> [EXERCISE DESCRIPTION] In the material below, how many lines include the word "hillside"? Write only the number.

> [STORED DATA]
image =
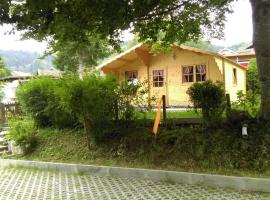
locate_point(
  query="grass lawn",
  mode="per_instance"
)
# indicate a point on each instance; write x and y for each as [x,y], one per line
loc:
[172,114]
[70,147]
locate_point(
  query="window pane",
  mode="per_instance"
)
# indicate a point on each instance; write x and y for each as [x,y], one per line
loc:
[158,78]
[200,73]
[131,75]
[234,76]
[187,74]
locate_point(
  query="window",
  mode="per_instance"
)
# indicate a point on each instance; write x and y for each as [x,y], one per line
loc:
[158,78]
[131,76]
[192,73]
[234,76]
[200,73]
[187,74]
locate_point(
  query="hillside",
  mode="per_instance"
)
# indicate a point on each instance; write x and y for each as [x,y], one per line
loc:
[25,61]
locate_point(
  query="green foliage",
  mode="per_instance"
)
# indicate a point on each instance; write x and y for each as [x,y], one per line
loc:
[210,98]
[3,70]
[65,20]
[92,100]
[69,54]
[131,98]
[25,61]
[183,149]
[23,133]
[249,103]
[253,82]
[40,98]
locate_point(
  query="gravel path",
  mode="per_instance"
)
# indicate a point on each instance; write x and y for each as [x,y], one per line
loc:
[22,183]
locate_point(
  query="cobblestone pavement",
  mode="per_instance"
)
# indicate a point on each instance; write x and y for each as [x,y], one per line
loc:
[20,183]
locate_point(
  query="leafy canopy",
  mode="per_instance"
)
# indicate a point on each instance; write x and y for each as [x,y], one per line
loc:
[153,20]
[3,70]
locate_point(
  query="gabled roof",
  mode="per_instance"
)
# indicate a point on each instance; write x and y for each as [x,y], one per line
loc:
[130,55]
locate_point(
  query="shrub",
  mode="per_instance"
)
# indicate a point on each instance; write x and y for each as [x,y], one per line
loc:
[23,133]
[248,103]
[92,100]
[131,98]
[41,98]
[210,98]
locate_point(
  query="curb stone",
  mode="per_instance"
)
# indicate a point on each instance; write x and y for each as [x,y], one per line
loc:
[232,182]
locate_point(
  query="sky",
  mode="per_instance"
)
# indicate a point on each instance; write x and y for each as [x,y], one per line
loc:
[238,28]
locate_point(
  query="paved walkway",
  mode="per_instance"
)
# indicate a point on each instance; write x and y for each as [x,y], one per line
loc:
[20,183]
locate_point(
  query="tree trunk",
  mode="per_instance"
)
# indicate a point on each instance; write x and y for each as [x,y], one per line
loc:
[261,42]
[80,66]
[87,131]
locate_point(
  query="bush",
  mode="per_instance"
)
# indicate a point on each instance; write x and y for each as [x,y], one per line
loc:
[41,98]
[210,98]
[92,100]
[131,98]
[23,133]
[248,103]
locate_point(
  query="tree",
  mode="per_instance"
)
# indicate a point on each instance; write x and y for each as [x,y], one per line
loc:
[253,83]
[261,42]
[75,56]
[167,21]
[3,70]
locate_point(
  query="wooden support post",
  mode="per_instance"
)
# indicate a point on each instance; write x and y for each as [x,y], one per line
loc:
[228,105]
[164,110]
[2,113]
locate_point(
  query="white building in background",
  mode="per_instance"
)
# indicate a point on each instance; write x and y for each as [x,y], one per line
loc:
[9,90]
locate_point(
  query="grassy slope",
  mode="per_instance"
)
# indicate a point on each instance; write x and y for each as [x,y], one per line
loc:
[70,146]
[181,114]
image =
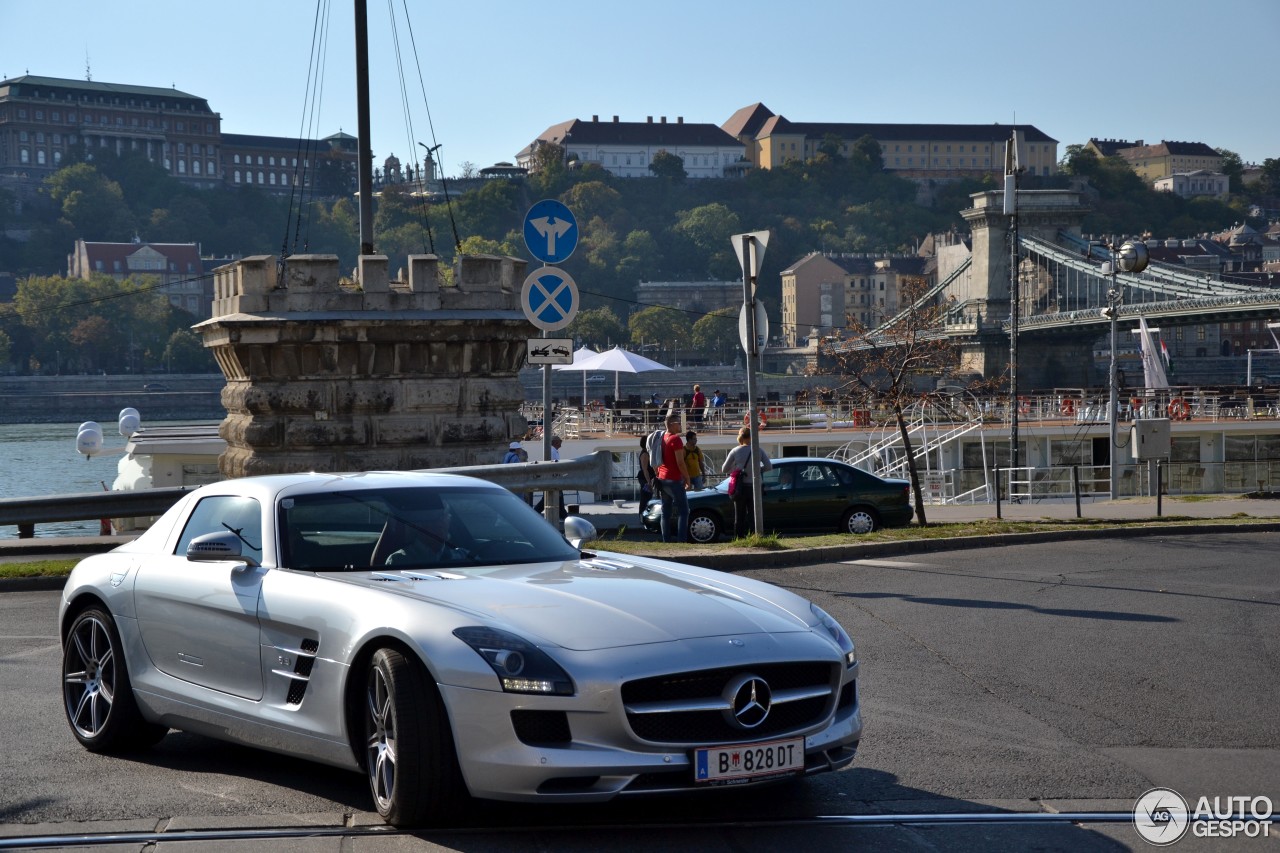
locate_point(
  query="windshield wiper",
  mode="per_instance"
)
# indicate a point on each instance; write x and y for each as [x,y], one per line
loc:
[241,537]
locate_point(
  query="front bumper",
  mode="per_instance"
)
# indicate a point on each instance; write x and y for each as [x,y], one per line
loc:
[602,758]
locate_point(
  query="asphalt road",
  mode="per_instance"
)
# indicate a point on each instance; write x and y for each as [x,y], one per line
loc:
[1032,678]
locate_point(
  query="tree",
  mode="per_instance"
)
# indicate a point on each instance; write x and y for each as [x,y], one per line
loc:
[659,324]
[1233,168]
[184,352]
[598,328]
[666,164]
[716,333]
[882,363]
[1271,176]
[90,203]
[708,228]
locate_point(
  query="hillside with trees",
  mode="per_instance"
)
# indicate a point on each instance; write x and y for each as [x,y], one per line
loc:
[632,229]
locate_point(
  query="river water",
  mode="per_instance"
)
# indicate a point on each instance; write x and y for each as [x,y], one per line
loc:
[41,459]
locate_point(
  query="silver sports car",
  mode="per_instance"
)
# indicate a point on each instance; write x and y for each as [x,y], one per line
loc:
[435,633]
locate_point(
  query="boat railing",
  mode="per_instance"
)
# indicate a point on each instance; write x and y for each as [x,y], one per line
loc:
[1078,406]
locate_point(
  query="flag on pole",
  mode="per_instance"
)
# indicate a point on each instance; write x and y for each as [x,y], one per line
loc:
[1152,366]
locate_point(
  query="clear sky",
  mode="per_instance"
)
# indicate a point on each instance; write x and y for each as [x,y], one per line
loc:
[498,72]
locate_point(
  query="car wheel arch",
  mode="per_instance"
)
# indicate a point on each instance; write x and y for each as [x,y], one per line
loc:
[716,518]
[353,689]
[859,509]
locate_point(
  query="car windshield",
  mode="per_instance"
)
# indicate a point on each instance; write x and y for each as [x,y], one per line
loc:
[415,528]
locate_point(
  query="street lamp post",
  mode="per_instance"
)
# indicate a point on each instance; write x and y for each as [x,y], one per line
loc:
[1130,258]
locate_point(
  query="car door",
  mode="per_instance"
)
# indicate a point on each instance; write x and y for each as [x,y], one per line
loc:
[778,492]
[817,496]
[199,620]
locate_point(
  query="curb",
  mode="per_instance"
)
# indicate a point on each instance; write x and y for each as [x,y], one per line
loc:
[872,550]
[840,553]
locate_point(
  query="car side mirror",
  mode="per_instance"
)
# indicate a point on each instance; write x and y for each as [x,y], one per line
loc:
[579,530]
[218,547]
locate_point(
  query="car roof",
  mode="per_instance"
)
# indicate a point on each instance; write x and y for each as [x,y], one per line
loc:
[268,487]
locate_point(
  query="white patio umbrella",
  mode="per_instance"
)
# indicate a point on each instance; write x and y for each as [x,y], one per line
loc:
[580,356]
[618,360]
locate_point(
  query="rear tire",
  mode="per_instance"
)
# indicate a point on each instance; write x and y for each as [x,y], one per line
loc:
[704,527]
[859,520]
[97,696]
[410,757]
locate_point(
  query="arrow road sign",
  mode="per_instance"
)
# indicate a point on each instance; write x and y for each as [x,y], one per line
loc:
[551,232]
[549,299]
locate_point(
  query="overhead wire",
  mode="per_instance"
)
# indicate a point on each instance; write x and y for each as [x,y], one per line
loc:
[430,124]
[408,122]
[306,173]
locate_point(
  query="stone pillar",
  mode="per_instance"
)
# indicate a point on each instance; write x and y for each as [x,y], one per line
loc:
[327,375]
[1042,214]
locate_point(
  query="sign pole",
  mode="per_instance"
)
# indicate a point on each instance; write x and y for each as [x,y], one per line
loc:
[551,502]
[749,281]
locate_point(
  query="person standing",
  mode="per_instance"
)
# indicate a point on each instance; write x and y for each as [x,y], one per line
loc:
[647,478]
[673,484]
[740,459]
[694,461]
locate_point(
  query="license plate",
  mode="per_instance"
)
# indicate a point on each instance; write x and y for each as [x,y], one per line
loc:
[748,761]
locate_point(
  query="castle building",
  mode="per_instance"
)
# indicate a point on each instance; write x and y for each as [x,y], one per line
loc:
[918,151]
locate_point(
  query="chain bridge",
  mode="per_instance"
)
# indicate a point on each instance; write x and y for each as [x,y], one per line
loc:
[1061,292]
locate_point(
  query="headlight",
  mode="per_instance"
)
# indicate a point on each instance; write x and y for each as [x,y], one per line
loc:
[521,666]
[841,638]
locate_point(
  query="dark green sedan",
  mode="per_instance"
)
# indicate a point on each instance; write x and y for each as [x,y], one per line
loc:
[801,495]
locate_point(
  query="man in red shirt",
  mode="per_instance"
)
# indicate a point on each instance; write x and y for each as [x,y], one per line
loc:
[672,484]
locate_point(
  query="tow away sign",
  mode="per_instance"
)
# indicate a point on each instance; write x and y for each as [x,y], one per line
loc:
[551,350]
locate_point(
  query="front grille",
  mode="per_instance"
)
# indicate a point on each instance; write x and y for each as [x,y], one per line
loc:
[682,726]
[540,728]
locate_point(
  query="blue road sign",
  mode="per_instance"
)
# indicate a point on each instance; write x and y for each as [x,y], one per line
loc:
[549,299]
[551,232]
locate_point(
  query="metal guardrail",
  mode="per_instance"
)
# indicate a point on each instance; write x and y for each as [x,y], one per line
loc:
[27,512]
[592,473]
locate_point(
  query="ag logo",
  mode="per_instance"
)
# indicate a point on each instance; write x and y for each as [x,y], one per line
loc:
[1161,816]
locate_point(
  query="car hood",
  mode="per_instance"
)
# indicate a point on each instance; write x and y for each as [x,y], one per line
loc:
[602,602]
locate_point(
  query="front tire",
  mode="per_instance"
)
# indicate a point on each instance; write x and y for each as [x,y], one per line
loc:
[97,696]
[704,527]
[410,758]
[859,520]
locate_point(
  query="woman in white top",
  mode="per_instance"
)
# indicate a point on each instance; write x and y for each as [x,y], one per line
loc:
[737,460]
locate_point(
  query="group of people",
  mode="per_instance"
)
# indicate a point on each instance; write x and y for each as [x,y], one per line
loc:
[671,465]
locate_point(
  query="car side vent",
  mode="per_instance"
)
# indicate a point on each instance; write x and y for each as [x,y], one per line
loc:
[305,657]
[540,728]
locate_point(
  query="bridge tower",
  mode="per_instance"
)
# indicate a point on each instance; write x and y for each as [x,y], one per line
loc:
[1041,213]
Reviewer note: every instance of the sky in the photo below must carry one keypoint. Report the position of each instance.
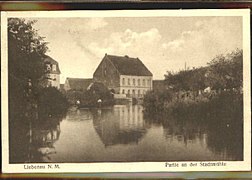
(161, 43)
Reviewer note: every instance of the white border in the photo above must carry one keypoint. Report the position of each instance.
(125, 166)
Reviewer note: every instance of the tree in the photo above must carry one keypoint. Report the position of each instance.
(25, 65)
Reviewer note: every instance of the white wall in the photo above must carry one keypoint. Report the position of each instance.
(54, 80)
(131, 87)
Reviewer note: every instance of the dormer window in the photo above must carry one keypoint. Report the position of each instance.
(48, 67)
(54, 67)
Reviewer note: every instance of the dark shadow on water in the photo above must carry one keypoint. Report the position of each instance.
(120, 125)
(34, 143)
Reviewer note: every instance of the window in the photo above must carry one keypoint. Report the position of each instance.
(48, 67)
(143, 82)
(54, 67)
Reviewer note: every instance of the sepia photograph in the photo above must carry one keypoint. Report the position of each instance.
(115, 88)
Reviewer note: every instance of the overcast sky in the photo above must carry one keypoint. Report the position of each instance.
(162, 43)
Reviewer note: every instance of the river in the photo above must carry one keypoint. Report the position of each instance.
(123, 133)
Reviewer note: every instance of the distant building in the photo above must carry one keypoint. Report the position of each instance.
(77, 84)
(124, 75)
(53, 72)
(159, 85)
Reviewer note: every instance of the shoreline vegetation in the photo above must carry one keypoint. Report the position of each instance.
(212, 93)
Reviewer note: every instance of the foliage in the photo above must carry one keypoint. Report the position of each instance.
(223, 72)
(25, 65)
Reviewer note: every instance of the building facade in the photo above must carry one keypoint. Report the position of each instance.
(53, 72)
(124, 75)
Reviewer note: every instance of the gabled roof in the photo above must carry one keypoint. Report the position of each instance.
(129, 66)
(48, 59)
(79, 83)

> [RESPONSE TO THIS EXERCISE] 2